▶ [Belge Alıntısı]
^^^^^^^^^^^^^^^^
KONUK YAZAR -  İHSAN YILMAZ 

Bu çok değerli şahsiyetlerden biri de baba dostu ve amca dediğim kıymetli amcam Mehmet Hanifi AKTAN. 18 Kasım 2019 sabahı bir sonbahar gününde onu kaybetmenin acısıyla uyandım, tarif edilemeyecek kadar üzgün olduğumu ifade etmek isterim. Öncelikle Allah rahmet eylesin, mekanı cennet olsun. Geride bıraktığı eşine, çocuklarına, dostlarına, yeğenlerine, kardeşlerine başta olmak üzere, aile efradına ve Silvanlı hemşerilerime baş sağlığı diliyorum.

Bu yazımda öncelikle Mehmet Hanifi AKTAN’ı anlatma fırsatı bulacak, daha sonra insanın yarattığı değer ve varoluşun kıymeti hakkında duygularıma yer vereceğim.

“Aktan, memur olarak girdiği Tekel'de başmüdür olarak emekliye ayrıldı. Başarılı çalışmaları ile takdir toplayan ve bölge insanın sevgisini kazanan Aktan, çevresine ve dostlarına olan düşkünlüğüyle de biliniyor. 30 yıl Tekel'de çalıştıktan sonra 1981 yılında emekli oldu.

1984 yılında Anavatan Partisi'nde Silvan Belediye başkanı oldu.

5 Yıllık belediye başkanlığı döneminde büyük projelere imza atan Aktan, belediyeye aldığı gayrimenkullerle belediyenin güçlenmesini sağladığı gibi, birçok projeye de imza attı.

Bazılarının ölümü ya da ölüm yolculuklarında yürekler, ağıt yakmaya başlar. Nitekim sevgili amcam Mehmet Hanifi Aktan'dan sonra en tarifsiz acıyı yüreklerimizde yaşadık. Ölümün kol gezdiği coğrafyada ölümler bitmek bilmez, yürekler acıdıkça acıyor, acılarımız büyüdükçe büyüyor.

Ve bizler çaresizliklerimizin hüznüyle güle güle demekten başka bir şey yapamamanın ezikliğini yaşayarak iki damla gözyaşıyla uğurluyoruz sizi.

Güle güle değerli insan, güle güle Hanifi amca...

- Peki değer neydi? / Ne değildi? Bir insanı değerli kılan nedir?

Önce onu tanımlamaya çalışalım; bir şeyi tanımlamak için önce onu anlamlandırmamız gerekir ki, o şeye bir değer kazandırıp, kıymet biçebilelim. Yoksa ne varlığımızın ne de yaşadığımız hayatın hiçbir kadri, kıymeti, değeri olmaz.

Varoluşçu yazar Sartre “insanda- ama yalnız insanda- varoluş özden önce gelir. Bu demek olur ki insan önce vardır, sonra öyle ya da böyle olur. Çünkü o, özünü kendi yaratır. Nasıl mı? Şöyle: Dünyaya atılarak, orada acı çekerek, savaşarak yavaş yavaş kendini belirler. Bu belirlenme yolu hiçbir zaman kapanmaz. Her zaman açıktır” der ve ekler, “bir insan yaptıklarının dışında hiçbir şeydir.”
^^^^^^^^^^^^^^^^
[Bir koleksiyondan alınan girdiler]

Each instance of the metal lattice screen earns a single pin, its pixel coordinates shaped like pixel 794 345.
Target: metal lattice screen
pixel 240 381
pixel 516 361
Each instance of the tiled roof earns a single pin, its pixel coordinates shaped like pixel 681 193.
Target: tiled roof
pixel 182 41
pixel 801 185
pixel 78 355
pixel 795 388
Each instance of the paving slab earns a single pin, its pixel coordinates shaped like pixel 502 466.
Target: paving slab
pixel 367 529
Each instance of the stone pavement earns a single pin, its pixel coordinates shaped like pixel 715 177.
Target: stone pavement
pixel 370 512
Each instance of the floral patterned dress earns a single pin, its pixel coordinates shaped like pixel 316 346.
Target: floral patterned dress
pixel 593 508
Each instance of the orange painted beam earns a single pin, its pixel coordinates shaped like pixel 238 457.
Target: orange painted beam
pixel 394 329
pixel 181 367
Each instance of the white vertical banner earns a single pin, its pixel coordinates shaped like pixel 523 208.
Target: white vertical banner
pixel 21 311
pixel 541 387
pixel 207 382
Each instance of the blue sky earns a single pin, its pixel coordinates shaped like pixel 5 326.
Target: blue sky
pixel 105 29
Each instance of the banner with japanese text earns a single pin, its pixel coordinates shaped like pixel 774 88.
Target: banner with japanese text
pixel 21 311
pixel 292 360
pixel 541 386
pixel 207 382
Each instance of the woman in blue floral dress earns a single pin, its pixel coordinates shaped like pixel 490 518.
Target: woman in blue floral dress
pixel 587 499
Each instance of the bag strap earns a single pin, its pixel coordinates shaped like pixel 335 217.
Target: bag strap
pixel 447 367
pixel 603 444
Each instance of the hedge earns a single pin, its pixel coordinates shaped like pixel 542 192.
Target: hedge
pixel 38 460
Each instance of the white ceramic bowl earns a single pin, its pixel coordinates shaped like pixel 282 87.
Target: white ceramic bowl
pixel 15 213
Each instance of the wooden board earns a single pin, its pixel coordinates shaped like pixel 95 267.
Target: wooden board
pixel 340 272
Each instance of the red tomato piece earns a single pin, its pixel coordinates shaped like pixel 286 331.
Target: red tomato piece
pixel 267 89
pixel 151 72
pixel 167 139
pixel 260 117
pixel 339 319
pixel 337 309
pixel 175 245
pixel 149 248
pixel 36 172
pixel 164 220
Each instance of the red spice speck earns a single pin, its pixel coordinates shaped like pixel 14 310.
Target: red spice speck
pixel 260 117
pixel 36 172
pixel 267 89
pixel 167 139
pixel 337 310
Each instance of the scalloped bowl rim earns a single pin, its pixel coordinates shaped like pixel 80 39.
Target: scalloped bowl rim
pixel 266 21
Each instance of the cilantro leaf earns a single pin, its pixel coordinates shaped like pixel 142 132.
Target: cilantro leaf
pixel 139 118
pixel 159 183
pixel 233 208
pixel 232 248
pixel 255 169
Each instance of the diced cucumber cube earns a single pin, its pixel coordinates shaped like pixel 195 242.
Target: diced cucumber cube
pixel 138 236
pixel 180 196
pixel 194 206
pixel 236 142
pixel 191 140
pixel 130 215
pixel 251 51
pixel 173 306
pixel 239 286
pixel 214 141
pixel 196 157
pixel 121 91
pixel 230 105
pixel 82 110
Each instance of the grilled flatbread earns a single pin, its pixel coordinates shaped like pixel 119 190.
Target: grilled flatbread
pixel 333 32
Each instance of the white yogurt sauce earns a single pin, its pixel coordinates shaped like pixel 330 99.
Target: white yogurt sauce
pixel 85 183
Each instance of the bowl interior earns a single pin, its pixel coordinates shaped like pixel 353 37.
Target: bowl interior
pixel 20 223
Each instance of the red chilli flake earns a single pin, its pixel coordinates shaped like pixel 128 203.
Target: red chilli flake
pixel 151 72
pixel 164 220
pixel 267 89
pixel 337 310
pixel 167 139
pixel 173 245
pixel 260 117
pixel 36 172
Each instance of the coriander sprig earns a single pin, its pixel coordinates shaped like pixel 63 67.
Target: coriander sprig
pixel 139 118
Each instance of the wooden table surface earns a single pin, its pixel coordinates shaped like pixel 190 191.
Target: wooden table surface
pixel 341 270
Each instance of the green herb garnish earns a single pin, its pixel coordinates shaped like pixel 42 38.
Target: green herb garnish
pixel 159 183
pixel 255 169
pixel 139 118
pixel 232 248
^^^^^^^^^^^^^^^^
▶ [Alıştırma 1]
Mehmet Hanifi Aktan'ı anan yazıda "Bu yazımda öncelikle" ifadesinden aşağıya, "yılında emekli oldu." ifadesine kadar uzanan her şeyi "başmüdür" yerine "genel müdür" koyarak güncelleyin ve yeniden yazın.
▶ [Alıştırma 2]
Girdilerde "Each instance of the blue" geçen satırdan aşağıya, "pixel 587 499" geçen satıra kadar uzanan her şeyi, iki uç satır da dahil ve boş satırlar hariç olmak üzere, her satırı ayrı bir dize olan bir JSON listesi olarak düzenleyin.

▶ [Problemin Çözümü 1]
Bu yazımda öncelikle Mehmet Hanifi AKTAN’ı anlatma fırsatı bulacak, daha sonra insanın yarattığı değer ve varoluşun kıymeti hakkında duygularıma yer vereceğim.

“Aktan, memur olarak girdiği Tekel'de genel müdür olarak emekliye ayrıldı. Başarılı çalışmaları ile takdir toplayan ve bölge insanın sevgisini kazanan Aktan, çevresine ve dostlarına olan düşkünlüğüyle de biliniyor. 30 yıl Tekel'de çalıştıktan sonra 1981 yılında emekli oldu.

▶ [Problemin Çözümü 2]
[
  "Each instance of the blue sky earns a single pin, its pixel coordinates shaped like pixel 5 326.",
  "Target: blue sky",
  "pixel 105 29",
  "Each instance of the banner with japanese text earns a single pin, its pixel coordinates shaped like pixel 774 88.",
  "Target: banner with japanese text",
  "pixel 21 311",
  "pixel 292 360",
  "pixel 541 386",
  "pixel 207 382",
  "Each instance of the woman in blue floral dress earns a single pin, its pixel coordinates shaped like pixel 490 518.",
  "Target: woman in blue floral dress",
  "pixel 587 499"
]